- _WHAT YOU HAVE TO DO_
Find every line in the listing below that includes the word "black", then give only how many there are.

- _ENTRIES PROVIDED_

========================

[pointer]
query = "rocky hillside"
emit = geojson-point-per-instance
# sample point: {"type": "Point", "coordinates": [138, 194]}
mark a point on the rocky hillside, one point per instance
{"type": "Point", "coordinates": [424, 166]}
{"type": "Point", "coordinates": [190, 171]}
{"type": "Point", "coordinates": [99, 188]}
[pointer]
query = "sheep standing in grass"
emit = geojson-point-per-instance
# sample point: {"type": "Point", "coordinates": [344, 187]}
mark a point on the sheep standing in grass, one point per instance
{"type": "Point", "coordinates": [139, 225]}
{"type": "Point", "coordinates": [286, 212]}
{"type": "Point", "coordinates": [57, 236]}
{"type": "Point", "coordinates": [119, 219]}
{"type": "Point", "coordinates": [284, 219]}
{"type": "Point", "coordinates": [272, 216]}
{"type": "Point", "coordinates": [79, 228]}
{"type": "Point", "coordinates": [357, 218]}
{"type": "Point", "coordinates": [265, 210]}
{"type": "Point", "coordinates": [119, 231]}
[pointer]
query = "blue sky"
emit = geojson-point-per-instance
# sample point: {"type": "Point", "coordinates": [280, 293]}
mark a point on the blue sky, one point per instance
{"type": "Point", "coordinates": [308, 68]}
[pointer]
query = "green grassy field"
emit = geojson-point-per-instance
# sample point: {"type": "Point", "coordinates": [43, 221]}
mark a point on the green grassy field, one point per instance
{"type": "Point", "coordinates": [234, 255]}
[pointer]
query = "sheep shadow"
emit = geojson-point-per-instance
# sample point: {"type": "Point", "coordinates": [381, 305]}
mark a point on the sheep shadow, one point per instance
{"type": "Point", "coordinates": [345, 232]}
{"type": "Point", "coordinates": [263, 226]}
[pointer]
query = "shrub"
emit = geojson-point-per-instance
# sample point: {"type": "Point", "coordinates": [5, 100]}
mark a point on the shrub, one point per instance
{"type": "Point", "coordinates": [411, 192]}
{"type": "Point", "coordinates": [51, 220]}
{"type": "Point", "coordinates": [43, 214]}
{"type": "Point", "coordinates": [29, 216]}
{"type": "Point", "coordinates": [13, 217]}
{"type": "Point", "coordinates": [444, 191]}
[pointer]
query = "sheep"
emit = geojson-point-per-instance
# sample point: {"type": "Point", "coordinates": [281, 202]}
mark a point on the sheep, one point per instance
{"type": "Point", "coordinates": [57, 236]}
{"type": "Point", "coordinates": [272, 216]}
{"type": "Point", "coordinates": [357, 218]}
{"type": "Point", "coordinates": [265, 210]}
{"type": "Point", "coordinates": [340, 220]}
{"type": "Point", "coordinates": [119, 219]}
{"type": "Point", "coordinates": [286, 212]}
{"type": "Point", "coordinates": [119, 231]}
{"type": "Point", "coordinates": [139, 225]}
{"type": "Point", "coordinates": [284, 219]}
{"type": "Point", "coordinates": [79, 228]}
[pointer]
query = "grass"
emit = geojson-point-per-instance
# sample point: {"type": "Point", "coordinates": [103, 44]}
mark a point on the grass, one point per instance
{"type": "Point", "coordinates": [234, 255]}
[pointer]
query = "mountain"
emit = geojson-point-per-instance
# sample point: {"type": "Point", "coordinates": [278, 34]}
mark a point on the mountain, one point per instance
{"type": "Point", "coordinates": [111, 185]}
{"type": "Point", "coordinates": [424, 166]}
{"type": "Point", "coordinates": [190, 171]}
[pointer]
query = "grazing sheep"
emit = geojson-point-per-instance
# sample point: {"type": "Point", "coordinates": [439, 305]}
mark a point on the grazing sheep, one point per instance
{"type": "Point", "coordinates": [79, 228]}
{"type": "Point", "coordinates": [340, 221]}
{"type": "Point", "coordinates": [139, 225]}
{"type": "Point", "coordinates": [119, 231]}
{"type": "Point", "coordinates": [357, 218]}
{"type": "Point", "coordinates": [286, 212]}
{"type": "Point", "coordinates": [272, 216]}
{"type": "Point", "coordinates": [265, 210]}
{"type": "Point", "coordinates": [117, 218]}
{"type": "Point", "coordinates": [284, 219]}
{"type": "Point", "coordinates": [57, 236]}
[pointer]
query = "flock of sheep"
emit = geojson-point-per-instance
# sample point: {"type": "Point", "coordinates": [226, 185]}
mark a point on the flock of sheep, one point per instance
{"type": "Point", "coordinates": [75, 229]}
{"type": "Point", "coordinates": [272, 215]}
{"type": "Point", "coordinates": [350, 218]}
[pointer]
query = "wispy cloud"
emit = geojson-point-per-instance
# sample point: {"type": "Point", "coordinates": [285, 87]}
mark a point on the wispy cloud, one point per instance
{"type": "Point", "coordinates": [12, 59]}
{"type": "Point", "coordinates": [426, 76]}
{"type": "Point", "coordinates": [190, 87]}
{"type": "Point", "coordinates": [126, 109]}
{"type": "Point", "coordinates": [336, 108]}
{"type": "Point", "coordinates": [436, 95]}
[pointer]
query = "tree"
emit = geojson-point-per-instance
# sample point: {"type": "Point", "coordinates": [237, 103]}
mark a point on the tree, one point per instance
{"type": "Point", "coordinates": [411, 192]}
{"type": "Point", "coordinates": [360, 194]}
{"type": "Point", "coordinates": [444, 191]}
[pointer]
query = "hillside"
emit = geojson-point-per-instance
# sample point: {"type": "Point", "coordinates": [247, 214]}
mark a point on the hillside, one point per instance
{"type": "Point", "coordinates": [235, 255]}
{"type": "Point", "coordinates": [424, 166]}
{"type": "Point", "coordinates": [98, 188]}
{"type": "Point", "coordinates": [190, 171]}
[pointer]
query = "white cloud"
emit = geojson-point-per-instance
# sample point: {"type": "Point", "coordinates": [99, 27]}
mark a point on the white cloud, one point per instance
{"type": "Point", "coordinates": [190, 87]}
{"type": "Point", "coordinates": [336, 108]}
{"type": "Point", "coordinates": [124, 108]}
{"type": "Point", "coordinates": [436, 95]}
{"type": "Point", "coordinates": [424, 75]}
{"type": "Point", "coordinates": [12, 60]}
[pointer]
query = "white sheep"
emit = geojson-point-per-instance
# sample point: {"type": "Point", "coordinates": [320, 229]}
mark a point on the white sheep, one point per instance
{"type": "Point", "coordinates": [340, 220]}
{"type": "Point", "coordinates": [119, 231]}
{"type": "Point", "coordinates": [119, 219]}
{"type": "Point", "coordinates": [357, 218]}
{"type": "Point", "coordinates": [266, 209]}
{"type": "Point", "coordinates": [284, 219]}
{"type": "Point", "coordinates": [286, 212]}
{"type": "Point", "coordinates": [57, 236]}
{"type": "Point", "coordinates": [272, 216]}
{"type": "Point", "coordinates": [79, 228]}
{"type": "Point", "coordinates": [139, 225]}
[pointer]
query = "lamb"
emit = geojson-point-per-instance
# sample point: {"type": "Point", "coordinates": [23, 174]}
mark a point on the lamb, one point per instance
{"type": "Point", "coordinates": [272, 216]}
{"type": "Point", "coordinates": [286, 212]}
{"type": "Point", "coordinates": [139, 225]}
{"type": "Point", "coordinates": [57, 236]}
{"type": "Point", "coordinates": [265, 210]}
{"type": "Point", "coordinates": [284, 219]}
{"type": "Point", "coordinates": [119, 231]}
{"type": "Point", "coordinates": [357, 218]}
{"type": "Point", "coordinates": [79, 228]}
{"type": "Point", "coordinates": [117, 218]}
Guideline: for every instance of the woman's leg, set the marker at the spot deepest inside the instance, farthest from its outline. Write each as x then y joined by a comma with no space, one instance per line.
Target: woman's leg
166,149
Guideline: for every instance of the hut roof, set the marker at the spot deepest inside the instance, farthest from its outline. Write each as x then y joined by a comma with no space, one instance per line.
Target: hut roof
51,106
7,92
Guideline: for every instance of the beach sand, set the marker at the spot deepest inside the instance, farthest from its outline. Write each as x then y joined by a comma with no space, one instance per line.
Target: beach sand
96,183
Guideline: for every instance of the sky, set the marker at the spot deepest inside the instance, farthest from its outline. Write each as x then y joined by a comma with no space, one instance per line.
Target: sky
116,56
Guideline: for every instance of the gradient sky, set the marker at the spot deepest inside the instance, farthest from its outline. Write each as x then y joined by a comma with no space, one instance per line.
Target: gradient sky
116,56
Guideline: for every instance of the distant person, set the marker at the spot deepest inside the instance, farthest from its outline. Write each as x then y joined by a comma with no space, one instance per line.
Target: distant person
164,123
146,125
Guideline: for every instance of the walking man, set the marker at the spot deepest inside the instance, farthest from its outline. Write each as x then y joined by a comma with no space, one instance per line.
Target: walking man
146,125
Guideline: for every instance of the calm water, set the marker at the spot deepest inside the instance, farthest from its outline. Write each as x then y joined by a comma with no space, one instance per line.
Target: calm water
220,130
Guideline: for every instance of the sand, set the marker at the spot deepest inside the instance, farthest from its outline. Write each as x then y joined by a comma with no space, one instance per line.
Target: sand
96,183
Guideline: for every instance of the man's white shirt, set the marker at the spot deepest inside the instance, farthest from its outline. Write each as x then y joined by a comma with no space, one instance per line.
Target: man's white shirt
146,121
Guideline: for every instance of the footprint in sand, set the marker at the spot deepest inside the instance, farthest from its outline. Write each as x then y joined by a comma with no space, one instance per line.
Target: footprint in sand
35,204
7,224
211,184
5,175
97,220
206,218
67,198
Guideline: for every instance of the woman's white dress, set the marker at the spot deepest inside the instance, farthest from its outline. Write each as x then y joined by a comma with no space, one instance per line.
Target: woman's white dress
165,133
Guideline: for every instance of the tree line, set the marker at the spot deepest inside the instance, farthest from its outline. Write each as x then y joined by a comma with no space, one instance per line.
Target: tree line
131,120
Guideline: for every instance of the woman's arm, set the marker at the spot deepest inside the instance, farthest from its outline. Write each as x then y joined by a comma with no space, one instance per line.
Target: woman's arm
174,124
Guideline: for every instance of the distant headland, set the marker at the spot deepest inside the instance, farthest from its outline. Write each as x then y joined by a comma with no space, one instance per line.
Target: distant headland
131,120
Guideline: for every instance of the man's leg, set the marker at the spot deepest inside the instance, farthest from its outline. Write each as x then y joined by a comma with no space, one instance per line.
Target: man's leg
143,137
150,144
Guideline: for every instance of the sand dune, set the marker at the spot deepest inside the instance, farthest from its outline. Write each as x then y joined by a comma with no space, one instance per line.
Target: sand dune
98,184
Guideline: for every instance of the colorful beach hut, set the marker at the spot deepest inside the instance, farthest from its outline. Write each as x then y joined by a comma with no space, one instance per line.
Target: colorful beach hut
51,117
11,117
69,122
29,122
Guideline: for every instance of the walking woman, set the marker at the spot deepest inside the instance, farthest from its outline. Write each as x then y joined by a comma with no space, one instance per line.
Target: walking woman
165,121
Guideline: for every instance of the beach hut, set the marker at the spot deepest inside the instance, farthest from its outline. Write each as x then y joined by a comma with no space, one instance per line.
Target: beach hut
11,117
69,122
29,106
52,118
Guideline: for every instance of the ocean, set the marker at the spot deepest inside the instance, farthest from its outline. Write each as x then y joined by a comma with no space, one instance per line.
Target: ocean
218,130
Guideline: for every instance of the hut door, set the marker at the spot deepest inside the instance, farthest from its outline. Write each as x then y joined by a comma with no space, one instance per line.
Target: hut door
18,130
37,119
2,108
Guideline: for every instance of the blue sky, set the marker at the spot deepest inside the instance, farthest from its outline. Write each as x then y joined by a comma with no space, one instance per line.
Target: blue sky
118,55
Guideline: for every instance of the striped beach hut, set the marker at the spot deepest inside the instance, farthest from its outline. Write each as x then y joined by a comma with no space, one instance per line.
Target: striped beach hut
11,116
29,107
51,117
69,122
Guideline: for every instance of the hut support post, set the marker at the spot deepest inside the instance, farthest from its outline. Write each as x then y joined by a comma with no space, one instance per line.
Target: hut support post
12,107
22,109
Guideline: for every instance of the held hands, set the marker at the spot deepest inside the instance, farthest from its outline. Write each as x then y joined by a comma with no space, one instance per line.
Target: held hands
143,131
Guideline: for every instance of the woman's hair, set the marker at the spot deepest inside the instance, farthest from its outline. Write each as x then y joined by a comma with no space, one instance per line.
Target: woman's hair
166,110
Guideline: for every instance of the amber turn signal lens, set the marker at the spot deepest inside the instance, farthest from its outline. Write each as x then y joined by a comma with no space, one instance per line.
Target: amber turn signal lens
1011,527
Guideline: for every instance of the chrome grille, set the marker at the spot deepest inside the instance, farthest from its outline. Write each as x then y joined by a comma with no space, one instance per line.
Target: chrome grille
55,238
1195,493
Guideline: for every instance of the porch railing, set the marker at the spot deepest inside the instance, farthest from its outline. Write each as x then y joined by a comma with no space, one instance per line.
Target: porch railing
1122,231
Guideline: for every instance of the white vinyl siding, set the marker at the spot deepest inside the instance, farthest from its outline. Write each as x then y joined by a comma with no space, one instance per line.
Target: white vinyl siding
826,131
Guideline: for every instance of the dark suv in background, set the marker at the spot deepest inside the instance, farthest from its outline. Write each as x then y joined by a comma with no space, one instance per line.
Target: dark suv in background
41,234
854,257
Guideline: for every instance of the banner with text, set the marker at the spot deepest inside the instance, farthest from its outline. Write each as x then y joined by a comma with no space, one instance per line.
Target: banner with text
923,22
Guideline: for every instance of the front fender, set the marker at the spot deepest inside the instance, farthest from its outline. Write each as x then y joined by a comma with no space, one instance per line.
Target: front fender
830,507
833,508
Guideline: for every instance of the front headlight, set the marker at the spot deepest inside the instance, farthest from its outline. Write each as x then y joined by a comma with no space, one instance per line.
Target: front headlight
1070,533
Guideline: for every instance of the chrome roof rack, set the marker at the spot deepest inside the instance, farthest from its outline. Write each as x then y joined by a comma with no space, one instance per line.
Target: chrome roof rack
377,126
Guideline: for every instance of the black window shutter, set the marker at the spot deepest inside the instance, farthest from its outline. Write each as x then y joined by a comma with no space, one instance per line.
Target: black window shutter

========================

- _PROBLEM SOLUTION_
2